* СТРАНИЦА:
⁂
Надо сказать, что как раз эти факторы для российского воинства, увы, дело обычное. От Рюрика до наших дней так было не всегда, но очень часто. Однако наши военнослужащие сравнивали не с Рюриком, а с позднесоветским периодом, когда по крайней мере с деньгами дело обстояло довольно неплохо. Кроме того, раньше о катастрофическом положении в армии не говорили по телевизору. И в газетах не писали. Один раз начали писать - во время Первой мировой. И получили колоссальную катастрофу.

Ни к чему кроме катастрофы не могла привести и первая чеченская. Армия начала объективно очень тяжелую войну, будучи лишена нормального снабжения, боевой подготовки, разведки, компетентного командования, а собственная пресса объявила ее сборищем то ли преступников, то ли жертв, и в это поверила очень значительная часть населения. Соответственно, катастрофа была неизбежна. Она и случилась в Грозном в январе 95-го. Тем поразительнее, насколько быстро армия после этого выиграла. К лету 95-го боевики были загнаны в горы и практически разгромлены там, российские военнослужащие в этот период могли свободно ходить по Грозному без оружия. Увы, эту победу сначала не заметили, а потом украли.
⁂
* ПИСЬМЕННОЕ ЗАДАНИЕ A:
Пожалуйста, воспроизведите дословно отрывок текста об армии от слов «Надо сказать, что» до слов «получили колоссальную катастрофу.» включительно.
Текст об армии и записи между собой никак не связаны.
⁂
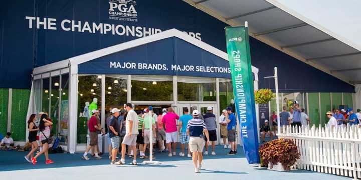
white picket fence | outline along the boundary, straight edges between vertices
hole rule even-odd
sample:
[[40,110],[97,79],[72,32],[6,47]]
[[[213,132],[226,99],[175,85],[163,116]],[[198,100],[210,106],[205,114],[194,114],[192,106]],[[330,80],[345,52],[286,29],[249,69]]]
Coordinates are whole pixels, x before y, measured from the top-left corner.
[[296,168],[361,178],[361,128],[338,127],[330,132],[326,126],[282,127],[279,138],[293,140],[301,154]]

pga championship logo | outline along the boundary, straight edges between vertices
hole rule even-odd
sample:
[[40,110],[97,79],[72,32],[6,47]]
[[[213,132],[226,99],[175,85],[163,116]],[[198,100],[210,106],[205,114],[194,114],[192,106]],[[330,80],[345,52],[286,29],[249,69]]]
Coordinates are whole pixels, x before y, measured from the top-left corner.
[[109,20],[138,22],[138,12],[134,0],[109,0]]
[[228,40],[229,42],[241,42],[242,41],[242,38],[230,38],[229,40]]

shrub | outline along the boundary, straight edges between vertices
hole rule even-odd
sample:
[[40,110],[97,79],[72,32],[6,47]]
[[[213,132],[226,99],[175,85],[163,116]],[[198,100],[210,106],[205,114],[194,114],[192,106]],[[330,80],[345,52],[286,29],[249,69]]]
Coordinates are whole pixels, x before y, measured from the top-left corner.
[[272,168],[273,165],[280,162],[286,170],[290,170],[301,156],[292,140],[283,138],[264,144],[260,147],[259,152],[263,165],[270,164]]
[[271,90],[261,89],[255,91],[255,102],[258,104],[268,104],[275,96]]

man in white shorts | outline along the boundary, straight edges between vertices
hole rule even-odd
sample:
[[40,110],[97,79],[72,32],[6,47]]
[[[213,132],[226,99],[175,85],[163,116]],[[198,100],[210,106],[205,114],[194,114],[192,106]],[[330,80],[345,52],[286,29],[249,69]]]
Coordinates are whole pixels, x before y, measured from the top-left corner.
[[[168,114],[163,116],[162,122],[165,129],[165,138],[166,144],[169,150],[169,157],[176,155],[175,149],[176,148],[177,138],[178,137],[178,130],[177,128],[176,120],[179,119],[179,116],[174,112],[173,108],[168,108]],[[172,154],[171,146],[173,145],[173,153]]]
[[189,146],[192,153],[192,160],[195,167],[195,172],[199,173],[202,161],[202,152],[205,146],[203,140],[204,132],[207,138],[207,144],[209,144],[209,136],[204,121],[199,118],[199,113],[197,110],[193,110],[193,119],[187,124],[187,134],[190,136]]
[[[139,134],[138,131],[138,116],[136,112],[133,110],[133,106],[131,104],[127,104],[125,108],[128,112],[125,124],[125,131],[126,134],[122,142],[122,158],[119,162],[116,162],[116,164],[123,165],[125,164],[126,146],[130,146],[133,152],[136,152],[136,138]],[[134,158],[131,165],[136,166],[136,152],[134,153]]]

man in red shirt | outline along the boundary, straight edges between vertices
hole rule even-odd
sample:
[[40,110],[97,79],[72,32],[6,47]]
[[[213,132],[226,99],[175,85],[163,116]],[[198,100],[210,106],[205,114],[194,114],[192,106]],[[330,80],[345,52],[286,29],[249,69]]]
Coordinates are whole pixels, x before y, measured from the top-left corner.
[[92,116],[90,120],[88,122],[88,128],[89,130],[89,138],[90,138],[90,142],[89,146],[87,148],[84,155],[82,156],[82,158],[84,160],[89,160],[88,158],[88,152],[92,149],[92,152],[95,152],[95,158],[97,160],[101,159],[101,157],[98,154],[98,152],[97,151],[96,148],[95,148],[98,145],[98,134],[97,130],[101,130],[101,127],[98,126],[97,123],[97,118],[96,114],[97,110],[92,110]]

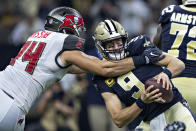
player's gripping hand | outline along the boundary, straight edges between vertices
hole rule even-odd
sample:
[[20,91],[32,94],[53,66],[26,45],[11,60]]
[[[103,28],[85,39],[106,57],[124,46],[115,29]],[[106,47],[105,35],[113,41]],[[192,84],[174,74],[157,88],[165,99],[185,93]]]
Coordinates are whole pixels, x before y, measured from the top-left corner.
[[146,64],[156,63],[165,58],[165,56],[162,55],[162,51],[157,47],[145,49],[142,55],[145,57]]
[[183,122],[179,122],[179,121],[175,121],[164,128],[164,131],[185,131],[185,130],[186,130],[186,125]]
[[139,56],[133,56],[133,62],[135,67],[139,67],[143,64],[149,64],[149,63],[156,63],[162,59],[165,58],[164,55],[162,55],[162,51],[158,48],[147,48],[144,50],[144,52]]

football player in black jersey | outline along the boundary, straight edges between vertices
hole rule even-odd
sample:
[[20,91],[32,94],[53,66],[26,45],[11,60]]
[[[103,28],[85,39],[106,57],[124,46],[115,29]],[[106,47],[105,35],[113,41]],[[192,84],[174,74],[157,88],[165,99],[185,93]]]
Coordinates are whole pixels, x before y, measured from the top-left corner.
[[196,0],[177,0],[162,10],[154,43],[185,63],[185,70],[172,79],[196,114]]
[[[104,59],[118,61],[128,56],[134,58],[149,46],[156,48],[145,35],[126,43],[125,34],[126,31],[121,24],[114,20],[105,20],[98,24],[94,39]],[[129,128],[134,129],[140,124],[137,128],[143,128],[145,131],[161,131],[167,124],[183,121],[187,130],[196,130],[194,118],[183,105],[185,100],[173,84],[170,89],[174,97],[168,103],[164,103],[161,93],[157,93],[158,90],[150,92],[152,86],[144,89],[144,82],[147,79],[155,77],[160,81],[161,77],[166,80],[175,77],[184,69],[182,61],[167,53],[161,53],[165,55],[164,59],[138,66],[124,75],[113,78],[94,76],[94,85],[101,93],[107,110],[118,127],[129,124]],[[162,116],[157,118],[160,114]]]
⁂
* ПИСЬМЕННОЕ ЗАДАНИЕ B:
Укажите, сколько строк записей содержат строку «boundary». В ответе дайте только число.

* ИТОГОВЫЙ ОТВЕТ A:
Надо сказать, что как раз эти факторы для российского воинства, увы, дело обычное. От Рюрика до наших дней так было не всегда, но очень часто. Однако наши военнослужащие сравнивали не с Рюриком, а с позднесоветским периодом, когда по крайней мере с деньгами дело обстояло довольно неплохо. Кроме того, раньше о катастрофическом положении в армии не говорили по телевизору. И в газетах не писали. Один раз начали писать - во время Первой мировой. И получили колоссальную катастрофу.

* ИТОГОВЫЙ ОТВЕТ B:
7